* _Given problem_:
Please print all of the material below, word for word.

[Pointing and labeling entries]
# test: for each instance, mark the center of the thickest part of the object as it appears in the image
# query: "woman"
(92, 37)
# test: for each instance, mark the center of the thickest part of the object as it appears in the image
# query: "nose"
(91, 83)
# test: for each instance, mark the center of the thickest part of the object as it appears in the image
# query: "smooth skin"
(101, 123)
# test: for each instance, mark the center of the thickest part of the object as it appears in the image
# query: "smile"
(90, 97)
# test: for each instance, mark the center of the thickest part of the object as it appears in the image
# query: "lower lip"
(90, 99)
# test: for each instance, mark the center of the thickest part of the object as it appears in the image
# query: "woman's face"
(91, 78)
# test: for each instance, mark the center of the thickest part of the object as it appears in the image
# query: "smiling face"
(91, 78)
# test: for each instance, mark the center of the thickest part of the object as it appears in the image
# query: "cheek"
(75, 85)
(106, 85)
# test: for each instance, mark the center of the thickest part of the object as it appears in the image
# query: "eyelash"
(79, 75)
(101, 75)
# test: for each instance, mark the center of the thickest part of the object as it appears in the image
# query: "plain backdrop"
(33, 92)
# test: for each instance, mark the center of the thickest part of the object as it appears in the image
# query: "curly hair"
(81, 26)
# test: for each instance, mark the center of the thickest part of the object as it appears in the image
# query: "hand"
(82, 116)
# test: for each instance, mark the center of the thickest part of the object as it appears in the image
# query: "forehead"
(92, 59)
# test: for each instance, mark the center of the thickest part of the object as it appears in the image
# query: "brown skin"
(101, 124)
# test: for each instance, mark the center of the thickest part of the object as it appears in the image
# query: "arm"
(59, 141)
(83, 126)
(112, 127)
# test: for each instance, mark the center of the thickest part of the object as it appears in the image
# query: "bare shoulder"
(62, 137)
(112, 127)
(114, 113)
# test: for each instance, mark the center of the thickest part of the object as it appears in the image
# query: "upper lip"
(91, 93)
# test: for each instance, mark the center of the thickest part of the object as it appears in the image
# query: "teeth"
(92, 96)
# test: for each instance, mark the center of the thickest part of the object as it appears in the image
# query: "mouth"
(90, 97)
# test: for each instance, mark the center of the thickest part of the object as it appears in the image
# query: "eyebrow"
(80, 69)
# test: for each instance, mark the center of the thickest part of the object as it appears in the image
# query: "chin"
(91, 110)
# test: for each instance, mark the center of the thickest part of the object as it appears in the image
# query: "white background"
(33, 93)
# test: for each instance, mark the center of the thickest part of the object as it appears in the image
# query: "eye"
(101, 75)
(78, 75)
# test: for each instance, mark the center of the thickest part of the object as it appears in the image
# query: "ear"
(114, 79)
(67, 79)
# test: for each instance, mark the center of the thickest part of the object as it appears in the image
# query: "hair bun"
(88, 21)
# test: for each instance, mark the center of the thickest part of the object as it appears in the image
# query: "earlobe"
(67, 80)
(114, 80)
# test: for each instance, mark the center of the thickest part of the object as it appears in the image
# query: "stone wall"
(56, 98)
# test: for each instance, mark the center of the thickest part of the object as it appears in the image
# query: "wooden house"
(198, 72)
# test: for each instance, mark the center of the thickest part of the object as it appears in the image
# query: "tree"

* _Reply_:
# test: for each instance, mark the center of the thickest part of the object as it appears in the image
# query: "woman"
(92, 37)
# test: for each instance, mark the center of the thickest part of the object as it appears in the image
# query: "nose"
(91, 83)
# test: for each instance, mark the center of the thickest part of the object as it appears in the image
# query: "smooth skin"
(101, 123)
# test: for each instance, mark the center of the thickest part of the object as it appears in the image
# query: "smile"
(90, 97)
# test: for each instance, mark the center of the thickest part of the object as it appears in the image
# query: "lower lip"
(90, 99)
# test: for each instance, mark the center of the thickest part of the object as it appears in the image
# query: "woman's face"
(91, 78)
# test: for each instance, mark the center of the thickest part of the object as it appears in the image
# query: "smiling face"
(91, 78)
# test: for each instance, mark the center of the thickest part of the object as it appears in the image
# query: "cheek"
(75, 85)
(106, 85)
# test: for each instance, mark the center of the thickest part of the object as it appears in the image
# query: "eyelash"
(79, 75)
(101, 75)
# test: for each instance, mark the center of the thickest part of the object as it appears in the image
# query: "plain backdrop"
(33, 92)
# test: for each instance, mark the center of the thickest part of the object as it appears in the image
# query: "curly hair"
(81, 26)
# test: for each instance, mark the center of the thickest part of the object as it appears in the image
# query: "hand"
(82, 116)
# test: for each instance, mark the center of the thickest part of the object as it appears in the image
# query: "forehead"
(92, 59)
# test: for each instance, mark the center of the thickest part of the object as it appears in the image
# query: "brown skin"
(101, 124)
# test: for each instance, mark the center of the thickest part of the object as it appears in the image
# query: "arm"
(59, 141)
(83, 126)
(112, 127)
# test: for each instance, mark the center of the thickest part of the object as it appears in the image
# query: "bare shoulder"
(62, 137)
(112, 127)
(114, 113)
# test: for each instance, mark the center of the thickest part of the object as it appears in the image
# query: "upper lip"
(91, 93)
# test: for each instance, mark the center of the thickest part of the object as it appears in the image
# query: "teeth"
(92, 96)
# test: for each instance, mark the center of the thickest part of the object as it appears in the image
# query: "mouth"
(90, 97)
# test: for each instance, mark the center of the thickest part of the object as it appears in the image
# query: "eyebrow"
(80, 69)
# test: for each instance, mark the center of the thickest part of the object as it appears in the image
# query: "chin"
(91, 110)
# test: for each instance, mark the center of the thickest part of the object as it appears in the image
# query: "white background"
(33, 93)
# test: for each instance, mark the center of the thickest part of the object as it appears in the image
# query: "eye"
(101, 75)
(78, 75)
# test: for each instance, mark the center of the thickest part of the object as it appears in the image
# query: "ear"
(114, 79)
(67, 79)
# test: for each instance, mark the center of the thickest part of the object as it appears in the image
# query: "hair bun"
(88, 21)
# test: for each instance, mark the center of the thickest part of the object as it appears in the image
# query: "earlobe"
(67, 80)
(114, 80)
# test: for each instance, mark the center of the thickest part of the object as it appears in the image
# query: "stone wall"
(56, 98)
# test: for each instance, mark the center of the thickest part of the object as it appears in the image
# query: "wooden house"
(198, 72)
# test: for each instance, mark the center of the thickest part of the object as it appears in the image
# query: "tree"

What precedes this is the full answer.